TRY IT: Everything from the line containing "369L237 366L239 299L202" to the end of the data must be duplicated word for word, and nothing else may appear.

-------

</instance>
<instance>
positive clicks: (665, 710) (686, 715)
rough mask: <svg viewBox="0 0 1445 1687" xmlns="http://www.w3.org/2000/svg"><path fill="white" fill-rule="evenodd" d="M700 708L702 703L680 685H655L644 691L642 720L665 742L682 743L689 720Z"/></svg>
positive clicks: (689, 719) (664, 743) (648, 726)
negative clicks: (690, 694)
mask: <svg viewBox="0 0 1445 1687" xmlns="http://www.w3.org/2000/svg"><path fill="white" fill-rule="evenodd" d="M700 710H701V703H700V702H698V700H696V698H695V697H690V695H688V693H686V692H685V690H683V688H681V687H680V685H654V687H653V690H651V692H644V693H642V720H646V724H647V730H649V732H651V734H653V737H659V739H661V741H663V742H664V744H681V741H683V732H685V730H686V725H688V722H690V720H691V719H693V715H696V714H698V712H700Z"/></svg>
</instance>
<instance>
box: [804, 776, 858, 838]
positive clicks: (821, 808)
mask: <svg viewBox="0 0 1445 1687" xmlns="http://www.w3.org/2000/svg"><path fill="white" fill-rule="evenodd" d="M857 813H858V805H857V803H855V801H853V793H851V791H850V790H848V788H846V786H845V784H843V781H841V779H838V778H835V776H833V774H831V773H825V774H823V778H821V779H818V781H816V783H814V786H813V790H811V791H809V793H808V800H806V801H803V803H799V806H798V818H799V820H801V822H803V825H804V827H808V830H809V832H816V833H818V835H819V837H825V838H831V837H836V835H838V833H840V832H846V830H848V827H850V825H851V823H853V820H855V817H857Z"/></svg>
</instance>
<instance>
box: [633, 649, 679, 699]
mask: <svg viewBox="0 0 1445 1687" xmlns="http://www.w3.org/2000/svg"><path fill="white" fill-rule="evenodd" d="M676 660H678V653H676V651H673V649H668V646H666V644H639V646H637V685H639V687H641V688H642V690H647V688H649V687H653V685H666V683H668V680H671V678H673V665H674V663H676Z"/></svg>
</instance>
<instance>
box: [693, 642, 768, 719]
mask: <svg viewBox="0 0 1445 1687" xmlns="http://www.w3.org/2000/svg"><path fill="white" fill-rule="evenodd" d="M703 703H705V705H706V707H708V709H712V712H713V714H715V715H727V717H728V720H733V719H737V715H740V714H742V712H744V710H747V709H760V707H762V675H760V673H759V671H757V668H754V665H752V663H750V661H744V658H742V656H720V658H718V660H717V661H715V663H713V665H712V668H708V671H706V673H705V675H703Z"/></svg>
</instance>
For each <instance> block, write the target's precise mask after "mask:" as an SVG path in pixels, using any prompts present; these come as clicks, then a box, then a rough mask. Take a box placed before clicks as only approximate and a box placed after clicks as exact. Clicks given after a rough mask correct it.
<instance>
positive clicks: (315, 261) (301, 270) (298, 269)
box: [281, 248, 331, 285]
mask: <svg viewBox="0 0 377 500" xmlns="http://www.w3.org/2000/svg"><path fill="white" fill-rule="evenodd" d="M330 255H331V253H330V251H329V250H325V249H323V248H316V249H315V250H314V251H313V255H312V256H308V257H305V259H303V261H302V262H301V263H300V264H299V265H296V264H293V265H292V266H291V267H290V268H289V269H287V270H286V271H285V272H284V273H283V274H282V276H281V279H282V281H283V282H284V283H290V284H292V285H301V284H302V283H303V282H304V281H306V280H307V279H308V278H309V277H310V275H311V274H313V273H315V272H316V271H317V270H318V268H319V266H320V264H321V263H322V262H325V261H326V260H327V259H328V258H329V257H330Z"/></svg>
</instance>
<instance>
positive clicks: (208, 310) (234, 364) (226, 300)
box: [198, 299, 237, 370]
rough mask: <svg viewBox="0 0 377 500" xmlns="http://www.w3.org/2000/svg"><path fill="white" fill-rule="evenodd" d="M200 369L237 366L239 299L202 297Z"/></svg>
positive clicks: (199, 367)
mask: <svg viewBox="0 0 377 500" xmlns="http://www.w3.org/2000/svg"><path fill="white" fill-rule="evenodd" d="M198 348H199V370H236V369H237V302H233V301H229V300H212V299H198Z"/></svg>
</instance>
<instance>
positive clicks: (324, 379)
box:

-------

SOLUTION:
rough mask: <svg viewBox="0 0 377 500" xmlns="http://www.w3.org/2000/svg"><path fill="white" fill-rule="evenodd" d="M200 369L237 366L239 299L202 297Z"/></svg>
positive clicks: (199, 367)
mask: <svg viewBox="0 0 377 500" xmlns="http://www.w3.org/2000/svg"><path fill="white" fill-rule="evenodd" d="M198 348H199V370H236V369H237V302H233V301H229V300H212V299H198Z"/></svg>
</instance>
<instance>
positive clicks: (324, 379)
box:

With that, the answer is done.